### SELECTED TEXT

What is this problem anyway?! are you solving for c?

and you forgot to distribute the negative sign
-(a-b) = -a+b

Yes sorry I forgot to put that there

|dw:1433061203222:dw|

That's how I write my A's

\[A = \frac{1}{3}[(a-b)+c]\] so what is the question? solve for c?!

step #1
in order to find c, we have to multiply both sides by 3, what do you get?

first of all, op is your question how do I solve in terms of c? is that why we have c = your answer

Yes

ok then. so we have this equation
\[A = \frac{1}{3}[(a-b)+c]\]

Yes and we have to solve for C

ok so what do we do first?

When I first did it I got c= -a+b+ 1/3A

But it wasnt in the answer choices so I thought of the one that looked similar to it

then I would shift the 1/3a and 1/3b to the left

\[A -\frac{1}{3}a+\frac{1}{3}b=\frac{1}{3}c\]

and then multiply 3 on both sides
\[3A-a+b=c\]

a - a and -b+b cancel out I am left with 3A and I can just divide 3

what are your answer choices for this problem?

c = 3A – (a – b)
c = 3A – a – b
c = 3a + 3b + A
c = 3Aab

I thought it was the second choice

\[3A-a+b=c\] it's the first choice if you distribute the negative

c = 3A – (a – b)
c= 3A-a+b

But why?

No wait I figured out why and how you did it thank you !

medal? ^^

and fan :)

yay ^^

Ohh I thought you had to do a whole different complicated equation

you made it simple lol thanks for helping me again!

^^ it's a very important rule

I'm going to start doing problems like these so I wont forget the rule

^_^ you can write a testimonial about me if you want xD

######

▶ GOAL
Copy out the algebra thread word for word, from start to finish. Rely on nothing but the algebra thread.

### RAW DATA

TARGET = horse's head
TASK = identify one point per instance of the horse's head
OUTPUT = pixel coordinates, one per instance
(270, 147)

######

▶ REPLY TO THE TASK
What is this problem anyway?! are you solving for c?

and you forgot to distribute the negative sign
-(a-b) = -a+b

Yes sorry I forgot to put that there

|dw:1433061203222:dw|

That's how I write my A's

\[A = \frac{1}{3}[(a-b)+c]\] so what is the question? solve for c?!

step #1
in order to find c, we have to multiply both sides by 3, what do you get?

first of all, op is your question how do I solve in terms of c? is that why we have c = your answer

Yes

ok then. so we have this equation
\[A = \frac{1}{3}[(a-b)+c]\]

Yes and we have to solve for C

ok so what do we do first?

When I first did it I got c= -a+b+ 1/3A

But it wasnt in the answer choices so I thought of the one that looked similar to it

then I would shift the 1/3a and 1/3b to the left

\[A -\frac{1}{3}a+\frac{1}{3}b=\frac{1}{3}c\]

and then multiply 3 on both sides
\[3A-a+b=c\]

a - a and -b+b cancel out I am left with 3A and I can just divide 3

what are your answer choices for this problem?

c = 3A – (a – b)
c = 3A – a – b
c = 3a + 3b + A
c = 3Aab

I thought it was the second choice

\[3A-a+b=c\] it's the first choice if you distribute the negative

c = 3A – (a – b)
c= 3A-a+b

But why?

No wait I figured out why and how you did it thank you !

medal? ^^

and fan :)

yay ^^

Ohh I thought you had to do a whole different complicated equation

you made it simple lol thanks for helping me again!

^^ it's a very important rule

I'm going to start doing problems like these so I wont forget the rule

^_^ you can write a testimonial about me if you want xD